* **Aim of the exercise**: Lay out the data as a Markdown table with the columns Row and Line, from its first line through the line that contains "column 800, row 423", with both ends included and blank lines omitted.

* **The records**:
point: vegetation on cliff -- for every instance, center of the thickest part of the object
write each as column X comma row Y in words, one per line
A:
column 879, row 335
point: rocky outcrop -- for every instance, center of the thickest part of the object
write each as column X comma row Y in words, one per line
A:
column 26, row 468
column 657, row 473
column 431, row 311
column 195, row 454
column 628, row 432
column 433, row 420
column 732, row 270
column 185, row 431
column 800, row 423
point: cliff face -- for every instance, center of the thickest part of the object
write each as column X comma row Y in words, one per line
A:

* **Solution to this problem**:
| Row | Line |
|---|---|
| 1 | point: vegetation on cliff -- for every instance, center of the thickest part of the object |
| 2 | write each as column X comma row Y in words, one per line |
| 3 | A: |
| 4 | column 879, row 335 |
| 5 | point: rocky outcrop -- for every instance, center of the thickest part of the object |
| 6 | write each as column X comma row Y in words, one per line |
| 7 | A: |
| 8 | column 26, row 468 |
| 9 | column 657, row 473 |
| 10 | column 431, row 311 |
| 11 | column 195, row 454 |
| 12 | column 628, row 432 |
| 13 | column 433, row 420 |
| 14 | column 732, row 270 |
| 15 | column 185, row 431 |
| 16 | column 800, row 423 |